[[ Listed records, beginning ]]
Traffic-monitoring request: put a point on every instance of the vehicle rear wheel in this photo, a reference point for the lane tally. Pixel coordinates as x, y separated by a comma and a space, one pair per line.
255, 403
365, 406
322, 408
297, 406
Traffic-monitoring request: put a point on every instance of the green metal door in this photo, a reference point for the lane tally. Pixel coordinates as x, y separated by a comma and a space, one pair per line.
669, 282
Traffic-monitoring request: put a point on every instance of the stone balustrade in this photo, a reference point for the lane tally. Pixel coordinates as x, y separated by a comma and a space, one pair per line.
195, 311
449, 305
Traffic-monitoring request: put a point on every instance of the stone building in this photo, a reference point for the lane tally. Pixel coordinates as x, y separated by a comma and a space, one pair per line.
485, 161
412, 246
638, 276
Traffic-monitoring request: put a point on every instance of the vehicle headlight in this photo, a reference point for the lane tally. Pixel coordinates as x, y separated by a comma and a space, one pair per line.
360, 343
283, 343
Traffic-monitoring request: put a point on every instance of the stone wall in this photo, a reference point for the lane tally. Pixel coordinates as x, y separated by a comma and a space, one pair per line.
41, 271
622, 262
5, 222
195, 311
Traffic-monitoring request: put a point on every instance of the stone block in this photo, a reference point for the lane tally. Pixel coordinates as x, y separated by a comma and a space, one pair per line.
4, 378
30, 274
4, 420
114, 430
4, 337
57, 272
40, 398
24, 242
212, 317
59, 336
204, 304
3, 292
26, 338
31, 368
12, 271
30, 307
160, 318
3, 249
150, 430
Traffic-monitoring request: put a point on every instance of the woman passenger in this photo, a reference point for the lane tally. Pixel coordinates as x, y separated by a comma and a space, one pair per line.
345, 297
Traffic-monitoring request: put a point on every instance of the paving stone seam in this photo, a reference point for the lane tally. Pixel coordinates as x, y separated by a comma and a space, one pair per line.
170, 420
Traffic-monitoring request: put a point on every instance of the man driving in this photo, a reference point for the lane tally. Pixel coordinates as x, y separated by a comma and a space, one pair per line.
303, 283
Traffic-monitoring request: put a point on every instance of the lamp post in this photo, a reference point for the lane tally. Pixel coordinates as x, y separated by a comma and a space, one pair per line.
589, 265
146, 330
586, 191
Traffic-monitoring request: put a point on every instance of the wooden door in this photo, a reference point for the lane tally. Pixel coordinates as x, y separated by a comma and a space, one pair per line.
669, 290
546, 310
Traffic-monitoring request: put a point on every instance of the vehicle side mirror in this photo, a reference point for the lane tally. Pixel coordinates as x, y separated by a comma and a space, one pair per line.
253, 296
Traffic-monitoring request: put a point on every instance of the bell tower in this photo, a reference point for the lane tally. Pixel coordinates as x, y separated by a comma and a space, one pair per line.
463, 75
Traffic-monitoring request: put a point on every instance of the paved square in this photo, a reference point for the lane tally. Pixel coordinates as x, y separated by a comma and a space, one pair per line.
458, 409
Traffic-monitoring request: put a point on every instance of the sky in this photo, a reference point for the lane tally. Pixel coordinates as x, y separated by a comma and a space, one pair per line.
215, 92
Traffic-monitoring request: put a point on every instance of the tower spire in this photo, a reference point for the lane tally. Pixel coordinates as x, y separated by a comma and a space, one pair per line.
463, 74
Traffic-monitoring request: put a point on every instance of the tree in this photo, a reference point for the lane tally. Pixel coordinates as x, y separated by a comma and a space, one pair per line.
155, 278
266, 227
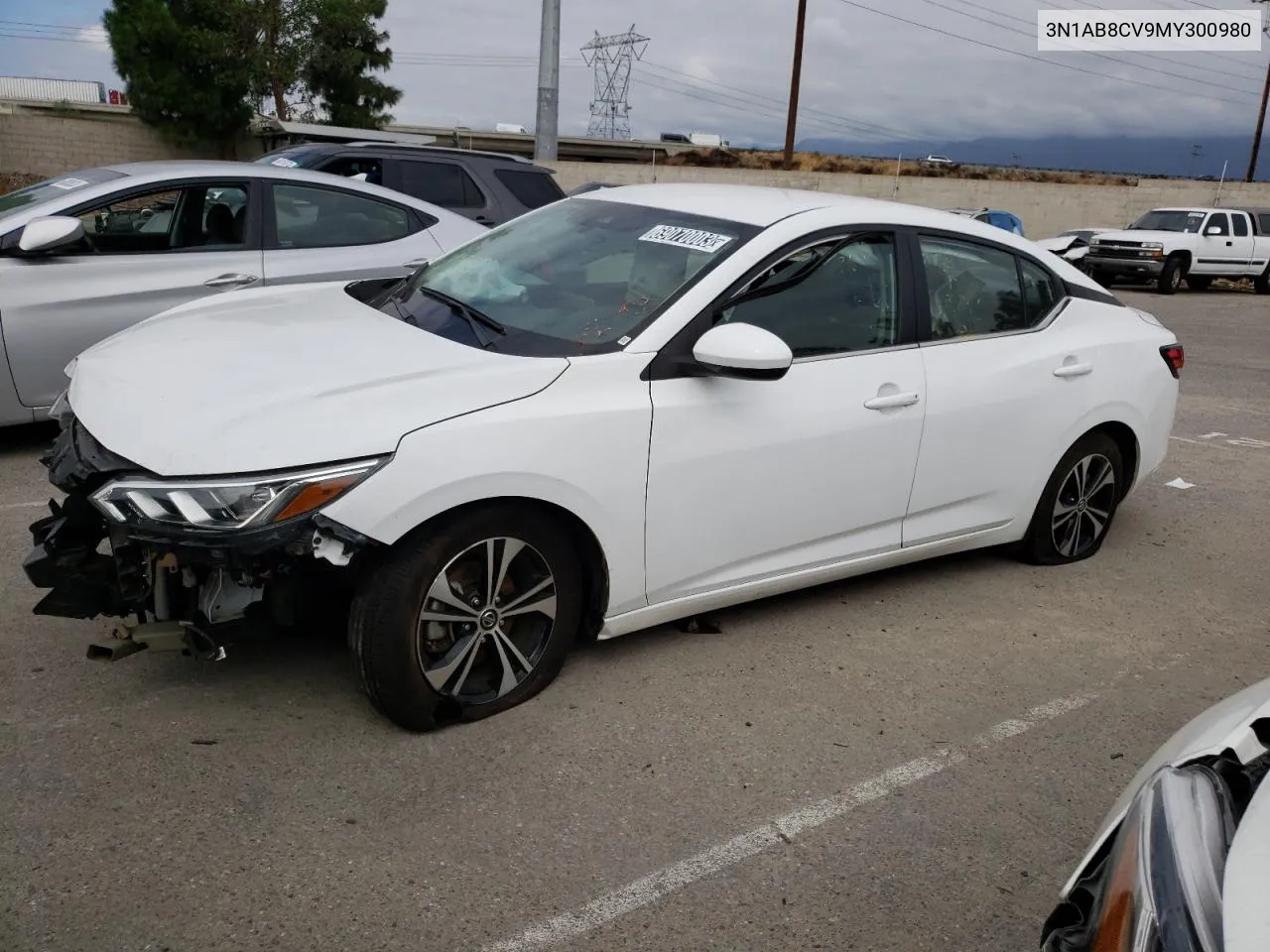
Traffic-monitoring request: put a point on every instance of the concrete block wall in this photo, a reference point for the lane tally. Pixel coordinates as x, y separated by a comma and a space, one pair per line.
1046, 208
45, 140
[[ Listed records, end ]]
## Your assignment
Return the lines of the data above in full and exactly, with no pictures.

## Solution to the exercise
Traffic-monitoring request: put a point on every instance of the vehicle rear wheel in this photo, a reference point for the lane tally. Pixel coordinates as x, y separated by a comma and a space, one pair per line.
255, 403
365, 406
322, 408
297, 406
Traffic-monitoring request: put a point on every instance of the green metal door in this photo, a reference point for the lane tally. Pixel coordinates as x, y separated by a comma and a space, one pair per line.
669, 282
Traffic-monitoring request: put a point on every instance of the stone balustrade in this photo, a reference point for the lane tally. Pixel coordinates as x, y separated by a comma and a space, one pair per line.
195, 311
449, 305
Traffic-monitoring request: put a point on every instance of the stone building in this photo, a reference point for the lane tally. Pixel coordinates as x, y separated by a comma and a space, one pair per line.
485, 161
412, 246
638, 276
Traffic-monitoring request: put a point on every instance of the vehicle headlight in this photo, a reference point for the lane tally. Pixel coordinates as x, y separated by a comma and a space, one pair per line.
360, 343
283, 343
Traffic-monitoring request: put a point on every instance of the stone wall in this photo, a reference point for the lane tally. Pixel coordinates as x, y separated by a comma and a space, one pair per line.
41, 271
622, 262
5, 222
195, 311
Traffic-monitoring request: put a point on every instance of the stone block in this photo, a reference point for the lane tally. Pixel coordinates as x, y separated by a comma and a space, one pair per line.
4, 378
30, 274
4, 420
114, 430
4, 337
57, 272
40, 398
24, 242
212, 317
59, 336
204, 304
3, 292
26, 338
31, 368
12, 271
30, 307
160, 318
3, 249
150, 430
Traffic-monitoring request: put a point on every instance of the woman passenger in this photo, a reference point for the lane tally. Pixel coordinates as x, y separated by a comma and a space, one pair per line.
345, 297
Traffic-monitoring request: put a point on every instance of the paving stone seam in this photo, a reference point for the lane tally. Pixel coordinates as x, y separated by a comma and a space, one pair per line.
170, 420
Traffic-monitoring request: put a point on every instance of the man driving in this photo, a reference point for the lane tally. Pixel coordinates as x, y separated by a comma and a space, one pair per line.
303, 283
Traffic-monitoring request: put a point on every instance of the lamp post in this photo, a reference point for the lane tally. Pixel coordinates as x, y separated by a comma and a space, one pair per line.
589, 265
146, 330
586, 191
Traffic-monitoring request: put a point on every instance of the wooden door in this photo, a reference point for the lane tally. Pixel coordinates as x, y separated by a comma and a space, one pair per line.
669, 290
546, 310
Traffic-monitoring request: put a point on every instance of the vehicle side mirror in this photo, a reference point for the lane tally. Pixel coordinates as x, y separated by a comma and a space, one pair per line.
253, 296
Traffic-monitoring request: put a point on every instance of the bell tower in this photo, a reference point for the lane tally. Pixel coordinates as x, y separated by a comma and a space, one pair per line.
463, 75
Traffic-monitoring request: put a point on every instance of the paved square in this photo, a reference point for the lane tally. Pixel coordinates as x, y separated by a comma and a space, one pair per line.
458, 409
Traffic-monitoring request: put a point on every instance of the sky in this photo, a reference point for the lane tally. Pixel coordinates as x, y separated by a comma and a space, one pair per line.
215, 92
Traffic-monitoring request: put a point on every instance of the tower spire in this photo, a reference point for the lane tally. Pixel coordinates as x, y separated by a comma and a space, one pair per line.
463, 74
Traffic-monitoring request: put a point on every instance of the tree in this photo, a reference point for the lane tally. Pixel coordinates as x, y separated by a comma and a space, one pair per line.
155, 278
266, 227
Traffic-monitoring request: put a point on every instance of the concrete block wall in this photo, a reference point for the lane tally. Pixel coordinates as x, y separated by a comma and a space, one pair per line.
1046, 208
45, 140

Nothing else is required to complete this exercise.